* **EXTRACTED TEXT**

Tuesday, April 3, 2012
Video Games can Easily become Addicting
I know games can easily become addicting because I have been addicted. In the article "Just A Game" by Charles D. Knutson and Kyle K. Oswald, it mentions questions to ask if questioning your addiction. Many of these questions like: do you have difficulty stopping, and do you play as often as you can, I would have answered yes to 6 years ago. Games changed my goals. My main goals in life have nothing to do with games but when I'm in a game my life is very different. My only goal is to slay a dragon and save the digital world. When I'm having fun, it's hard to let go and focus on my main goals in life. Games relax me to a point that I don't want to go back to work. Games are great for having fun if that is your only goal. If your goal is something else, don't let games get in the way. Don't get stuck in the life of a game.
Tuesday, March 27, 2012
Tuesday, March 20, 2012
Fully Committed
To be successful you have to be fully committed to what you want to accomplish. Ever since the computer industry's beginning, it has been fiercely competitive and rapidly growing. In the book "King of the Seven Dwarfs" GE saw this opportunity and jumped into the computer industry via a contract with Bank of America. GE took the necessary risks to win the contract with the Bank but didn't fully realize the long term commitment that would be required of them. Before signing the contract with Bank of America, GE had very little experience with computers. GE was ultimately unable to excel in the computer industry which ended with their computer departments purchase by Honeywell. This was because they were not fully committed to the computer industry. GE had more faith in their other products because of their experience with them. Other companies at that time like TI and IBM had much more experience with computers and the technical costs associated with them because they were already fully committed to the computer industry. TI was competing for this same contract and may not have had to bend over backwards as GE did to meet the needs of Bank of America and other customers. To be competitive and win, you can't just take calculated risks. You must be fully committed to the direction that you take.
Thursday, March 15, 2012
Women Chose without Force
Right now, women enjoy the freedom to chose to be a computer science major or not. Ron Wyden ventures to guess in his paper Title IX and Women in Academics that women are forced out of computer science by lack of equal access and discrimination. This is not true. Women have found other majors of more interest to them. You can't force women to study what they don't want to study. One sided incentives for women in computer science would not improve the drive necessary for women to compete in the fast passed software marketplace and would be discriminating against men. There are many majors that men shy away from, not because they are discriminated against, but because they are less interested. Men and Women are naturally different with different interests and goals. We should not force them to be the same. The educational freedom women have now are equal to men and should stay that way.

* **EXERCISE TASKS**
1 - Return the part of the blog posts starting with "Tuesday, April 3, 2012" and going on through "life of a game.".
2 - According to the blog posts, which company purchased GE's computer department?
3 - Continue the blog posts from the point where they end.
The entries have no connection to the blog posts.

* **RECORD SET**
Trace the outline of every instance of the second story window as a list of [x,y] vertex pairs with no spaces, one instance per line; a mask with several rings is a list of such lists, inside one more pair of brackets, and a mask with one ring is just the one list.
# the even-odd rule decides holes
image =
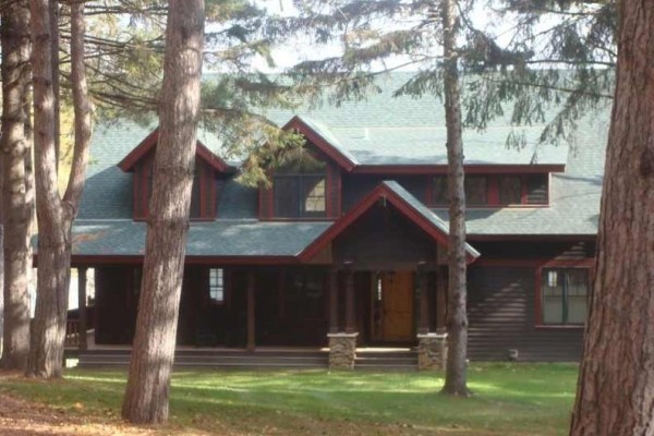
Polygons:
[[[469,206],[547,205],[548,174],[468,174],[465,202]],[[436,175],[433,181],[432,204],[448,204],[447,175]]]
[[311,154],[289,157],[272,177],[275,218],[323,218],[327,215],[326,165]]
[[209,269],[209,300],[218,304],[225,302],[225,270],[221,268]]
[[275,216],[314,218],[325,216],[325,177],[280,174],[275,177]]

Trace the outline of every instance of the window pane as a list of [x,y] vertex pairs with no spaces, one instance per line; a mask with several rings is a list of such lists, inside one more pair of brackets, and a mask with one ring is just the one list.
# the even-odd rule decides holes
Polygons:
[[447,175],[436,175],[434,178],[434,204],[447,205]]
[[561,324],[564,322],[564,305],[560,296],[543,298],[543,324]]
[[199,171],[195,171],[191,190],[191,218],[199,218]]
[[543,269],[543,324],[564,323],[564,279],[559,269]]
[[586,269],[568,269],[568,295],[585,298],[589,292],[589,271]]
[[547,204],[547,174],[526,177],[526,204]]
[[275,216],[279,218],[293,218],[300,214],[299,179],[296,177],[275,177]]
[[498,178],[499,203],[521,204],[522,183],[520,175],[502,175]]
[[209,269],[209,299],[217,303],[225,301],[225,276],[221,268]]
[[467,175],[465,177],[465,202],[470,205],[485,205],[486,199],[486,177]]
[[325,216],[325,179],[322,177],[302,177],[304,216]]
[[588,311],[588,300],[584,296],[568,296],[568,323],[585,323]]

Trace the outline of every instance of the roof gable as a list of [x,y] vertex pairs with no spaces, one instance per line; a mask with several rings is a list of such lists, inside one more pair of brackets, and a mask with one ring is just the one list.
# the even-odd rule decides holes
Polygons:
[[[448,245],[449,230],[445,221],[411,195],[395,181],[382,182],[371,194],[363,198],[355,207],[334,223],[325,233],[304,249],[299,257],[306,262],[317,255],[325,246],[341,234],[348,227],[355,222],[364,213],[372,208],[377,201],[384,199],[396,207],[409,220],[424,230],[437,243]],[[480,253],[470,244],[465,244],[468,263],[473,262]]]
[[[118,167],[125,171],[133,171],[134,167],[141,159],[143,159],[154,147],[157,145],[159,140],[159,128],[152,131],[132,152],[128,154],[120,162]],[[209,167],[217,172],[231,173],[235,171],[235,168],[228,165],[225,160],[208,149],[199,140],[197,141],[196,155],[202,158]]]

* **OUTPUTS FOR THE TASKS**
1 -
Tuesday, April 3, 2012
Video Games can Easily become Addicting
I know games can easily become addicting because I have been addicted. In the article "Just A Game" by Charles D. Knutson and Kyle K. Oswald, it mentions questions to ask if questioning your addiction. Many of these questions like: do you have difficulty stopping, and do you play as often as you can, I would have answered yes to 6 years ago. Games changed my goals. My main goals in life have nothing to do with games but when I'm in a game my life is very different. My only goal is to slay a dragon and save the digital world. When I'm having fun, it's hard to let go and focus on my main goals in life. Games relax me to a point that I don't want to go back to work. Games are great for having fun if that is your only goal. If your goal is something else, don't let games get in the way. Don't get stuck in the life of a game.

2 - Honeywell

3 -
Tuesday, March 13, 2012
How to win friends and influence people
Any avid Facebook user knows that social media is the quickest and easiest way to get a message out. From the article Using Social Media for Gospel Purposes we are encouraged to share our testimony of Jesus Christ through social media. If you have a lot of friends on Facebook and love sharing the gospel, what easier way to share your testimony then over Facebook. A message through Facebook or Twitter can be sent to as many as one thousand people simultaneously. Brother Calderon, for example, created a simple event for saints to post their testimony of Christ. He expected about 4 to 500 testimonies, but got 23,000. Sharing your testimony can influence your friends for good and through social networks this has never been easier.
Tuesday, March 6, 2012
Business Practices with Copyrights
Businesses never get any respect. From reading "MP3s Are Not the Devil" we can see that Orson Scott Card is frustrated with the choices and practices of businesses through copyrighting. Copyrighting is our method of giving back to the inventors of new thought processes or stories. The way Card complains about companies taking advantage of their customers sounds passionate, but also contradictory. He complains of copyright laws being taken advantage of by companies because artists sign contracts that give up their rights. This is a choice by the artist to give up their copyright for the risk that the company takes on by using it. The company risks losing money by using the artists art when they could turn a profit. He also complains about how companies treat their customers badly through copyright laws. Companies that treat their customers unfairly will lose their customers. Because companies turn a profit doesn't mean they are cheating their customers, it means they are doing the best job of serving them.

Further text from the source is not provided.